▼

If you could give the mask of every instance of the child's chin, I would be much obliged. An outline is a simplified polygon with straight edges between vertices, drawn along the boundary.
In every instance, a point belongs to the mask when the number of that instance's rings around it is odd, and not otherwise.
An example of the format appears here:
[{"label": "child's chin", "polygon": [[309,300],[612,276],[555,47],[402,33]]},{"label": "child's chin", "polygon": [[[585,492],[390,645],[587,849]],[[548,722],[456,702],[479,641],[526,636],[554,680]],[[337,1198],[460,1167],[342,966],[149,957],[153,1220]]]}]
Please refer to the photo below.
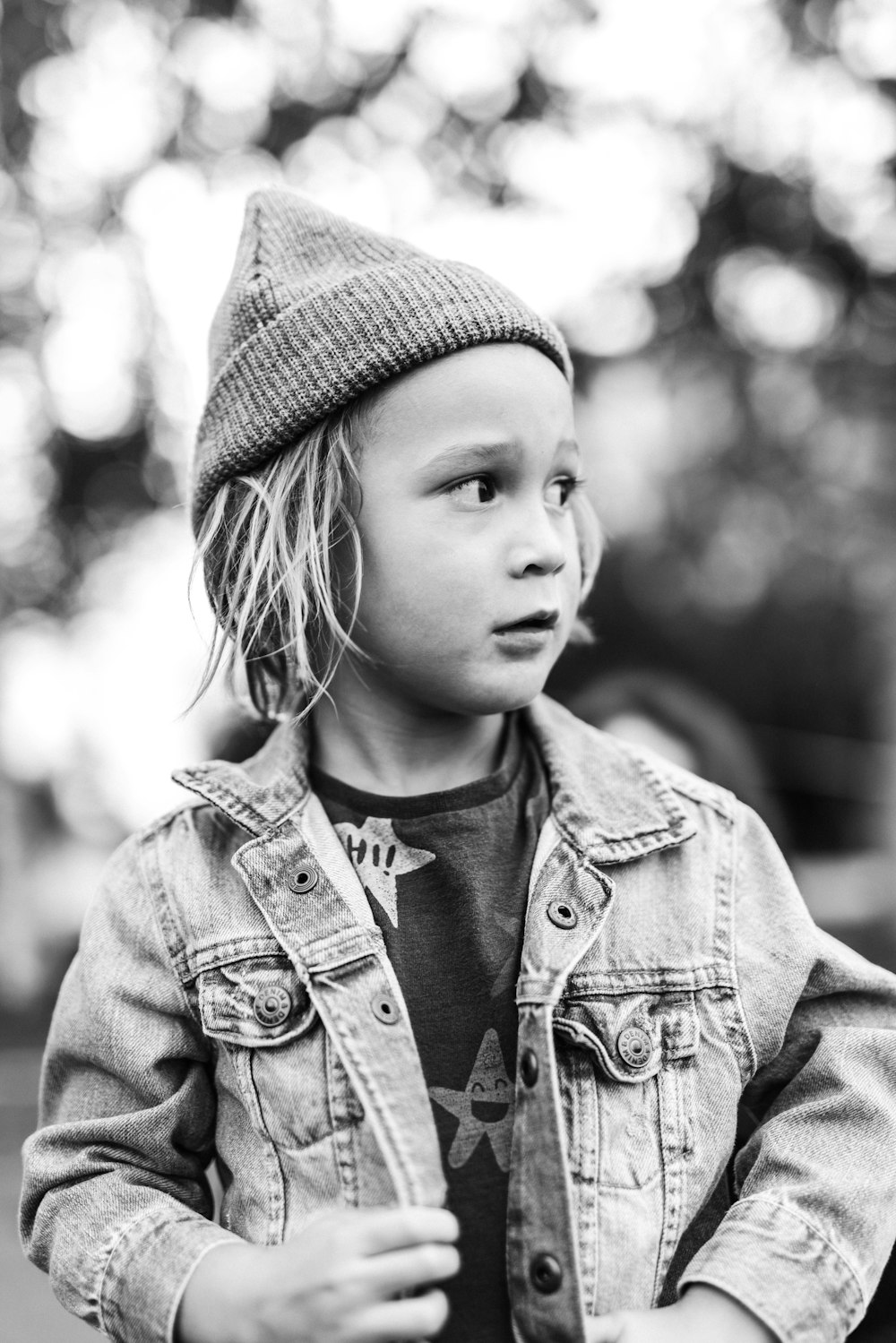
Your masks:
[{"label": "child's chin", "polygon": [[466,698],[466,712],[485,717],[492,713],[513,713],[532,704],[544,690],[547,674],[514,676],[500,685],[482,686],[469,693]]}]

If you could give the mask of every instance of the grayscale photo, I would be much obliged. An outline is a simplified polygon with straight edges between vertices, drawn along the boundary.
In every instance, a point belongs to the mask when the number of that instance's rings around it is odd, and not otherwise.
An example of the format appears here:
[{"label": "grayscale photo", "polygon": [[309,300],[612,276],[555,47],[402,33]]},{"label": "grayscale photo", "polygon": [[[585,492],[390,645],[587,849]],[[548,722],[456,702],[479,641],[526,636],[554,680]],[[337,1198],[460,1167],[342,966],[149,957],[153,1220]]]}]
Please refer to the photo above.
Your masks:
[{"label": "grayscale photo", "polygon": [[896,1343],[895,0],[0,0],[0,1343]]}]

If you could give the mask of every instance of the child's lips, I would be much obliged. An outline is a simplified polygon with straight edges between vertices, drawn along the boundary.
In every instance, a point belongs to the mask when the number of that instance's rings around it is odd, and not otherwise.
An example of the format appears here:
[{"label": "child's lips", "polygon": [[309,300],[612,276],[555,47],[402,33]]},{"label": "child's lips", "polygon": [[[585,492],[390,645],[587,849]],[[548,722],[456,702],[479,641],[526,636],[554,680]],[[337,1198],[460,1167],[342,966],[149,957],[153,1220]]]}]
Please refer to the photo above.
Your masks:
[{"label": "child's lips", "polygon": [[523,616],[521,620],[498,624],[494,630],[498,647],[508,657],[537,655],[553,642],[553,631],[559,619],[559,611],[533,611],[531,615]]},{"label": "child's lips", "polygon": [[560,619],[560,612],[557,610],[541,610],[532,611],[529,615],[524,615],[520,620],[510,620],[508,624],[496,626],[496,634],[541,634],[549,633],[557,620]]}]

▲

▶ _GIVEN INSTRUCTION_:
Reproduce every record above word for word, omitting the picture.

▶ _EXERCISE RESULT_:
If you could give the mask of every instance of the child's chin, I would be much obliged. An outline is a simplified polygon with straight edges between vertices, drawn along the boundary.
In every instance, a point belongs to the mask when the number of that instance's rings around it is odd, and not otherwise.
An example of the format appears here:
[{"label": "child's chin", "polygon": [[309,300],[612,276],[555,47],[402,33]]},{"label": "child's chin", "polygon": [[[585,492],[390,645],[587,849]],[[548,722],[456,702],[479,641],[526,636],[554,680]],[[337,1198],[460,1167],[342,966],[149,957],[153,1220]]]}]
Please refer to the photo below.
Your masks:
[{"label": "child's chin", "polygon": [[466,698],[466,712],[485,717],[492,713],[513,713],[532,704],[544,690],[547,674],[514,676],[500,685],[482,686],[469,693]]}]

If you could give the mask of every instance of the grayscale photo, I would be much obliged. An outline is a simplified polygon with straight edges between vertices, drawn along the boundary.
In every instance, a point belongs to the mask when the number of that instance's rings around it is odd, and not otherwise.
An example of the format appears here:
[{"label": "grayscale photo", "polygon": [[309,300],[612,276],[555,47],[402,33]]},{"label": "grayscale photo", "polygon": [[[585,492],[390,645],[587,849]],[[548,722],[456,702],[479,641],[526,636],[554,680]],[[337,1198],[460,1167],[342,966],[149,957],[153,1220]]]}]
Please refer to the photo above.
Your masks:
[{"label": "grayscale photo", "polygon": [[896,1343],[895,0],[0,0],[0,1343]]}]

If you could give the mask of every instance of the child's lips, I would be much obliged. An outline is a simplified polygon with straight edges between vertices, drawn along the boundary.
In every instance, a point belongs to the mask when the number of that instance's rings around it is odd, and not otherwise.
An example of the format appears here:
[{"label": "child's lips", "polygon": [[309,300],[612,276],[555,47],[402,33]]},{"label": "child's lips", "polygon": [[[585,492],[390,645],[587,849]],[[548,722],[456,702],[479,641],[526,636],[554,680]],[[337,1198],[460,1167],[342,966],[149,957],[153,1220]]]}]
Please refer to the photo above.
Your masks:
[{"label": "child's lips", "polygon": [[523,616],[521,620],[498,624],[494,630],[498,647],[508,657],[537,655],[553,642],[553,631],[559,619],[559,611],[533,611],[531,615]]},{"label": "child's lips", "polygon": [[560,619],[560,612],[557,610],[541,610],[532,611],[529,615],[524,615],[520,620],[510,620],[508,624],[496,626],[496,634],[541,634],[549,633],[557,620]]}]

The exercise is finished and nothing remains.